Un autre droit que Vitoria proclame et défend hardiment, c’est celui d’intervention. Dans le Syllabus est condamnée la doctrine de la non-intervention qui est celle qui a prévalu et continue à prévaloir, au moins de manière spéculative, dans les temps modernes. Pour Vitoria, l’intervention est non seulement un droit mais un devoir chaque fois que le Droit des gens est violé, et non seulement quand il s’agit de questions internationales, mais tout autant en matières de droit intérieur qui touchent au Droit des gens, par exemple le meurtre d’innocents dans un État. Et c’est justement parce que tout État peut considérer comme une injustice qui lui est faite toute infraction au Droit des gens, que c’est le droit de tous de se considérer comme investis de l’autorité de toute la terre pour juger l’État délinquant et réparer l’injustice qui est faite à toute l’humanité.

Certains auteurs prétendent que la proclamation de tels droits, en la forme sous laquelle Vitoria les a défendus, serait une source intarissable de guerres et de troubles. Nous croyons, au contraire, qu’on ne pourrait donner une base plus solide à la paix du monde, qui pour être véritable ne peut être fondée que sur la justice.

La guerre.

Dans la théorie de Vitoria la

guerre intervient comme la sanction qui s’impose à une nation ou État pour quelque infraction au Droit des gens. Comme telle, est est intrinsèquement licite, si elle réunit les conditions requises, et non seulement la guerre défensive, mais encore la guerre offensive, car, s’il n’y avait pas de châtiments pour les États délinquants, tout l’ordre de l’humanité serait troublé et les bons périraient victimes des malfaiteurs, comme il peut arriver à l’intérieur même d’un État.

La guerre, par le fait, est un acte de justice vindicative et ne peut être déclenchée que pour un grand délit, pour une grave injustice. Le délit commis par un État ne peut être autre chose que la violation du Droit des gens, lequel s’impose à tous les États. Il suit que la guerre n’est pas licite comme moyen de résoudre un conflit international quelconque, s’il n’y a pas un délit présupposé ; les autres conflits peuvent se régler par d’autres moyens pacifiques. Moins encore peut-on recourir à la guerre pour des causes douteuses ou simplement probables, attendu qu’il s’agit d’une peine atroce qui suppose un délit certain ; l’on ne peut non plus déclarer la guerre quand les maux qui doivent s’en suivre sont supérieurs à ceux qu’il s’agit d’éviter ou aux biens que l’on en espère. Cela seul suffirait pour rendre la guerre injuste, quoi qu’il en soit des motifs que l’on aurait de la déclarer. Ce n’est pas un titre légitime pour une guerre juste que. « l’infidélité » (au sens religieux) même contumace et coupable, ni que les péchés contre la nature ou tous autres d’ordre privé, parce que tout cela n’affecte pas le Droit des gens. Mais ce serait un titre suffisant que l’opposition faite par un État à la prédication de l’Évangile, la persécution des infidèles convertis, le sacrifice des innocents. S’il n’y a pas d’autre moyen d’obtenir des Indiens qu’ils cessent de telles pratiques, la guerre contre eux est légitime, parce que tout cela va contre les vrais droits de l’homme. De même aussi serait un titre légitime l’opposition à quelque autre des droits fondamentaux dont il a été fait mention, comme celui de communication ou de commerce, de voyage ou d’établissement pacifique en un lieu donné. Et quant à la barbarie dans laquelle vivent les Indiens,

elle pourrait être un titre suffisant pour les assujettir, les instruire et les civiliser, mais seulement en les traitant bien, et en les considérant comme des mineurs qui ont besoin d’un tuteur. C’est ici la doctrine des protectorats et des pays sous mandat. Elle est postulée par l’existence de la société universelle, qui doit procurer le bien de tous, en faisant que tous rentrent bien exactement dans la catégorie de personnes qui leur correspond dans le concert juridique de l’univers. C’est la doctrine qui a toujours guidé l’Espagne dans son œuvre civilisatrice.

Données sources:
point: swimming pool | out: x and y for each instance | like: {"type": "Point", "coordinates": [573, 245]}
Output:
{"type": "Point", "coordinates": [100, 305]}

Objectif: Poursuivez, s'il vous plaît, l'extrait sur la guerre et le droit d'intervention chez Vitoria après sa dernière phrase.

Réponse:
Seul peut déclarer la guerre le chef d’un État parfait, à qui revient de piano la souveraineté. Ceux qui manquent de la pleine souveraineté ne peuvent faire la guerre, à moins d’y être autorisés par privilège ou coutume. C’est ce qui arrivait encore au temps de Vitoria pour certains grands seigneurs féodaux.

Avant de déclarer la guerre, le prince doit étudier scrupuleusement les causes de celle-ci et prendre conseil, non seulement des politiques ou des militaires, mais des juristes et des moralistes, qui sont davantage compétents et plus impartiaux pour connaître de la justice. Même quand il est reconnu qu’il y a une juste cause de guerre, on ne doit pas procéder immédiatement à la déclaration, s’il y a des espoirs de résoudre le conflit par des moyens pacifiques et si l’État délinquant doit fournir satisfaction. Ceci supposé, le prince offensé peut se considérer comme investi du pouvoir du monde entier pour procéder comme juge et châtier l’injustice par le moyen de la guerre, attendu qu’il n’y a pas seulement injustice contre lui mais contre toute l’humanité, victime du droit lésé.

Pendant la guerre, est licite, à l’égard des militaires, tout ce qui est nécessaire pour obtenir la victoire et obliger l’ennemi à complète satisfaction, comme de frapper, de tuer, de faire prisonnier : mais on ne peut dépasser cette mesure, ainsi on ne peut mettre à mort les prisonniers ou les blessés, qui sont déjà hors de combat, à moins que ce ne soient les responsables de la guerre. Ce qui peut se faire, selon le droit en vigueur à l’époque de Vitoria, c’est de les réduire en esclavage, mais il ne peut s’agir de chrétiens (puisque l’Évangile nous a libérés) et, en tout état de cause, l’esclavage ne doit pas être tel qu’il dépouille l’homme des droits essentiels à la personne humaine.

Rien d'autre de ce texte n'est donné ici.